— Activity —
Please retype all of the entries that follow, leaving the images out.

— Provided records —
+++

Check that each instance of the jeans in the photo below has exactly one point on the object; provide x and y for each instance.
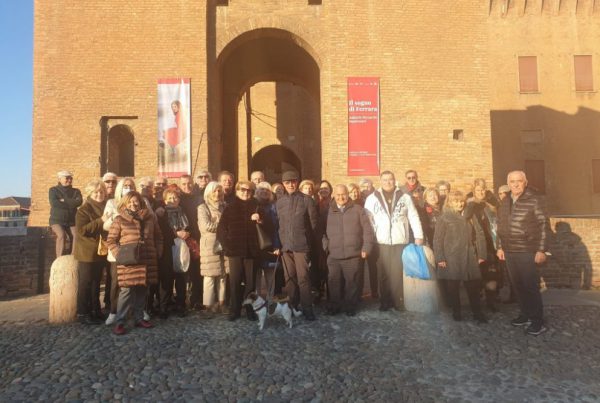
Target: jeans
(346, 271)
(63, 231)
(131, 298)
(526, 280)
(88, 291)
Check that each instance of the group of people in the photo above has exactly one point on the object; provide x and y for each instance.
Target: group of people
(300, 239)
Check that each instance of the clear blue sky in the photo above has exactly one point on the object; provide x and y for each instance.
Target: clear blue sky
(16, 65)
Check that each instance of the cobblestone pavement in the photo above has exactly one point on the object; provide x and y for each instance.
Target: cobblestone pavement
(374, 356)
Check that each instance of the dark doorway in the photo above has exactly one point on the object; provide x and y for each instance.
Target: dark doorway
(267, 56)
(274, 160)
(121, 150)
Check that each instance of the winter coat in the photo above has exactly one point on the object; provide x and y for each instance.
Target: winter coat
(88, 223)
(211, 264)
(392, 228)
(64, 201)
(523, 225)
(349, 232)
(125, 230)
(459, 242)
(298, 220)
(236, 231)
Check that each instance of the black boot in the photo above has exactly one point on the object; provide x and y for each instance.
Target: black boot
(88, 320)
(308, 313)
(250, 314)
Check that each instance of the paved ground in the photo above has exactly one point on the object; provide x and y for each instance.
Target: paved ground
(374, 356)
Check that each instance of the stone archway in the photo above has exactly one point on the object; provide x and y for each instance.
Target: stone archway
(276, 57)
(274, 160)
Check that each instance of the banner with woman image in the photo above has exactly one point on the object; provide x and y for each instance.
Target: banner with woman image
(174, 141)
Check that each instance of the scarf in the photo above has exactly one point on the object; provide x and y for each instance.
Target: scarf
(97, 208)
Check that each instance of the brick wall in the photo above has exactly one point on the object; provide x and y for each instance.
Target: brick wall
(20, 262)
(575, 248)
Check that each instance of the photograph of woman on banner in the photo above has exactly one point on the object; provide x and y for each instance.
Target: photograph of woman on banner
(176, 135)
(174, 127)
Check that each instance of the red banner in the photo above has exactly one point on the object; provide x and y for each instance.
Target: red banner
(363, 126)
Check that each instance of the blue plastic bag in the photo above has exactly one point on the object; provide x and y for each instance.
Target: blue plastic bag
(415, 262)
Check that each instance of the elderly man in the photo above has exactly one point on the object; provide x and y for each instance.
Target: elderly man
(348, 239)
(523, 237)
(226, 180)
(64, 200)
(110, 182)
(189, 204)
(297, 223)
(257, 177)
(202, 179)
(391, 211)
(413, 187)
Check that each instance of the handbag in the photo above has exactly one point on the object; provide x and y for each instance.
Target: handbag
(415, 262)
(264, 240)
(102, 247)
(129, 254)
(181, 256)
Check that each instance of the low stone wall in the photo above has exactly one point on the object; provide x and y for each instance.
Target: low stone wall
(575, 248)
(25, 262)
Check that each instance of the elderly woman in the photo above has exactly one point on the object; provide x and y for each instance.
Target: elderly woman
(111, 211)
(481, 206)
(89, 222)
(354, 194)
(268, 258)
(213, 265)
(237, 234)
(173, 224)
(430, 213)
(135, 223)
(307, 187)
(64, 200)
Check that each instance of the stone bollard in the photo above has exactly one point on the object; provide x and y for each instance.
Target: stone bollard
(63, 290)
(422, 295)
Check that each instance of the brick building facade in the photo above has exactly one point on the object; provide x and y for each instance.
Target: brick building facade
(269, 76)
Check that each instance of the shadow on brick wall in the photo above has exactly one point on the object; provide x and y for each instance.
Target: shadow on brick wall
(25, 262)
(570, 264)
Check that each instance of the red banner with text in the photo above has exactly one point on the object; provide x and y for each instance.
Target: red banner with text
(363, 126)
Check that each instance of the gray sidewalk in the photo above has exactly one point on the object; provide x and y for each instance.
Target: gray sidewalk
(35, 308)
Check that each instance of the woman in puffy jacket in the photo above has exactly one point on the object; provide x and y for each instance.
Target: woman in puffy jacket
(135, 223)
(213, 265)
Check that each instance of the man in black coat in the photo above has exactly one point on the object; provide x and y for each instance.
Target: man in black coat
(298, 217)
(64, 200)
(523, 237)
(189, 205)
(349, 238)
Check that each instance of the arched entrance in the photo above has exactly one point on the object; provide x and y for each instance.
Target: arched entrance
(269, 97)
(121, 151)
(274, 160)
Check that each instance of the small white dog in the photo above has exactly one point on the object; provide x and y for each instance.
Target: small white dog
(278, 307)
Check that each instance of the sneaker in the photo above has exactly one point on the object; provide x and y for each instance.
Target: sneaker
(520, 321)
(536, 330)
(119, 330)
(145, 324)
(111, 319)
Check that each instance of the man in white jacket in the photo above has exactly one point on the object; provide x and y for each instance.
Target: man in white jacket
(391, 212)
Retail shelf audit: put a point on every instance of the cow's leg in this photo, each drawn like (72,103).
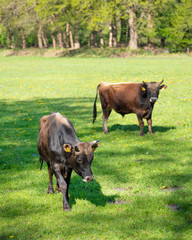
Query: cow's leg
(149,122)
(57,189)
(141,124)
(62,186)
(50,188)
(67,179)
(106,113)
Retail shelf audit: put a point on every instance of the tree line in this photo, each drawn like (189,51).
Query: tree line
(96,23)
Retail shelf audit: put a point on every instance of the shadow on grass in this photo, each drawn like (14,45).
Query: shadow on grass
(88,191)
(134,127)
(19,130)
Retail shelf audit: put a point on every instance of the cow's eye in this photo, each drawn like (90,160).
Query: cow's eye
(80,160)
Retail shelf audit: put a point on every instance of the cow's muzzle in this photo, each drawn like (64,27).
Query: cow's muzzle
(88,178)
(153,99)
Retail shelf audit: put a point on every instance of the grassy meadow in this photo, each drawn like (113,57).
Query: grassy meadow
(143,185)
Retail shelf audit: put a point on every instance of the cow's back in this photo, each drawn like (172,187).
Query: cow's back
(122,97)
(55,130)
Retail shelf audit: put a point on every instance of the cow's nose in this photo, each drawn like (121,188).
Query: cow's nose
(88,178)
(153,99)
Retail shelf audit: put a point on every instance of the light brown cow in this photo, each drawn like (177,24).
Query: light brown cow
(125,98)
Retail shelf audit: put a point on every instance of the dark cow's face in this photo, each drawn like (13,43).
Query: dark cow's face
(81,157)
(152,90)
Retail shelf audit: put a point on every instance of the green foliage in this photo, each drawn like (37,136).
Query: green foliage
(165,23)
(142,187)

+++

— Your response —
Check that each instance of the jeans in the photo below has exactly one point on the object; provide x and y for each instance.
Target: jeans
(346, 271)
(63, 231)
(131, 298)
(526, 280)
(88, 291)
Check that each instance of the group of people in the photo above has exactly one point on the object; provide x and y for each instance.
Target: group of people
(300, 239)
Check that each instance of the clear blue sky in the photo above has exactly one point on the object; provide x and y for each instance.
Target: clear blue sky
(16, 65)
Check that each instance of the cobblestone pavement in the photo above has exactly one point on the object; provide x and y for each instance.
Target: cobblestone pavement
(374, 356)
Check that each instance of the dark doorway in the photo above has exactly one point on the object; provide x and y for each instance.
Target: dark doorway
(267, 56)
(274, 160)
(121, 150)
Check that each instance of the winter coat in the photo above has exactly one point on the object; provide x and y for each instance.
Target: winter coat
(88, 223)
(211, 264)
(392, 228)
(64, 201)
(523, 225)
(349, 232)
(125, 230)
(459, 242)
(298, 220)
(236, 231)
Check that each instance of the black boot in the photo above has exactly one point on the object; provide x and y for each instance.
Target: black boot
(88, 320)
(308, 313)
(250, 314)
Check that each instance of the paved ground in the photo above has exactly one point on the object; provide x and y for each instance.
Target: paved ground
(374, 356)
Check that each instance of the stone archway in the photo above has exactly one point on the object; provide x and y for each instance.
Target: stone archway
(276, 57)
(274, 160)
Check that each instance of the banner with woman image in the photo above has exactly one point on the object; provide x and y for each instance.
Target: banner with woman image
(174, 141)
Check that each instance of the scarf in the photo above has exactly one point on the object; provide x and y for each instance.
Target: scarf
(97, 208)
Check that each instance of the brick wall in the photo above has exactly one point on the object; provide x and y for each instance.
Target: brick wall
(20, 262)
(575, 248)
Check that each instance of the photograph of woman on banner in the photo above has exactly one point on the object; provide x and y for each instance.
Target: photograph of woman on banner
(176, 135)
(174, 127)
Check that each instance of the red banner in the photo above has exactly one point on the object; provide x and y for each instance.
Target: red banner
(363, 126)
Check that each instance of the blue plastic bag in the photo above has exactly one point on the object; provide x and y for each instance.
Target: blue plastic bag
(415, 262)
Check that each instance of the elderly man in the photo above has exactly one point on the object; provide x and y for each instance.
Target: elderly man
(348, 239)
(523, 237)
(226, 180)
(64, 200)
(110, 182)
(189, 204)
(297, 223)
(257, 177)
(202, 179)
(391, 211)
(413, 187)
Check that each instance of the handbag in the photo above has exactly one point on the object; provide x and y for each instance.
Target: handbag
(415, 262)
(264, 240)
(102, 247)
(129, 254)
(181, 256)
Check that each instance of the low stone wall in the photo above has exactly one point on the object; provide x and y for each instance.
Target: low stone wall
(575, 248)
(25, 262)
Check that each instance of the elderly woman in the photo above has exactly one point on the object; provide x and y for each instance.
Target: elderly woman
(111, 211)
(481, 206)
(89, 222)
(354, 194)
(268, 258)
(213, 265)
(237, 234)
(173, 224)
(430, 213)
(135, 223)
(307, 187)
(64, 200)
Check that each instance of the stone bollard in the photo above has exactly one point on the object; provide x and y for each instance.
Target: stone bollard
(63, 290)
(422, 295)
Check that each instance of the brick building facade in the photo above has exactly one point on the object; provide x and y for each instance.
Target: brick building facade
(269, 76)
Check that each instance of the shadow on brick wall in the photo above has exactly one point on the object; provide x and y for each instance.
Target: shadow on brick wall
(25, 262)
(570, 264)
Check that each instance of the red banner with text in the photo above has exactly one point on the object; provide x and y for each instance.
Target: red banner with text
(363, 126)
Check that each instance of the gray sidewalk in the photo above has exactly one point on the object; provide x and y for each instance.
Target: gray sidewalk
(35, 308)
Check that each instance of the woman in puffy jacket in the photo above has exactly one point on the object; provide x and y for each instance.
Target: woman in puffy jacket
(135, 223)
(213, 265)
Check that each instance of the man in black coat in the photo above has exactly one point on the object; provide x and y for each instance.
Target: man in black coat
(298, 217)
(64, 200)
(523, 237)
(189, 205)
(349, 238)
Check that each instance of the arched entrance in the photo above has exactly one point on the object; provide x and y for each instance.
Target: arched entrance
(269, 97)
(121, 151)
(274, 160)
Check that each instance of the small white dog in the photo above has exactly one point on the object; provide x and y for each instance.
Target: small white dog
(278, 307)
Check that each instance of the sneaker in the photo above has exactly one point on the object; provide x and y for each instance.
Target: sneaker
(520, 321)
(536, 330)
(119, 330)
(145, 324)
(111, 319)
Check that each instance of the man in white jacket in the photo above has exactly one point on the object; provide x and y for each instance.
Target: man in white jacket
(391, 212)
Retail shelf audit: put a point on every instance of the cow's leg in this photo, each drawn like (72,103).
Query: cow's leg
(149,122)
(57,189)
(141,124)
(62,186)
(50,188)
(67,179)
(106,113)
Retail shelf audit: put a point on every instance of the tree line in this photo, each drawn like (189,51).
Query: tree line
(96,23)
Retail shelf audit: put a point on every instance of the shadow on grass in this photo, each drawn like (14,45).
Query: shadow on grass
(88,191)
(134,127)
(19,130)
Retail shelf audit: put a point on every instance of the cow's eye in this photo, each drawn like (90,160).
Query: cow's eye
(80,160)
Retail shelf audit: put a point on every instance of the cow's muzzle in this photo, each drawn like (64,27).
Query: cow's muzzle
(88,178)
(153,99)
Retail shelf audit: put a point on every instance of the grassy meadow in this photo, each drawn like (113,57).
Query: grassy meadow
(143,185)
Retail shelf audit: put a point on every instance of the cow's back in this photo, each drawn like (172,187).
Query: cow's back
(122,97)
(55,130)
Retail shelf audit: put a point on every instance of the cow's nose in this photo, each drawn like (121,188).
Query: cow's nose
(88,178)
(153,99)
Retail shelf audit: put a point on every instance of the light brown cow in this photo, each drawn like (177,24).
Query: light brown cow
(125,98)
Retail shelf audit: put a point on every instance of the dark cow's face in this photo, each drawn like (13,43).
Query: dark cow's face
(81,157)
(152,90)
Retail shelf audit: put a point on every instance of the green foliage in this photo, each drawn like (37,136).
Query: green foliage
(165,23)
(142,187)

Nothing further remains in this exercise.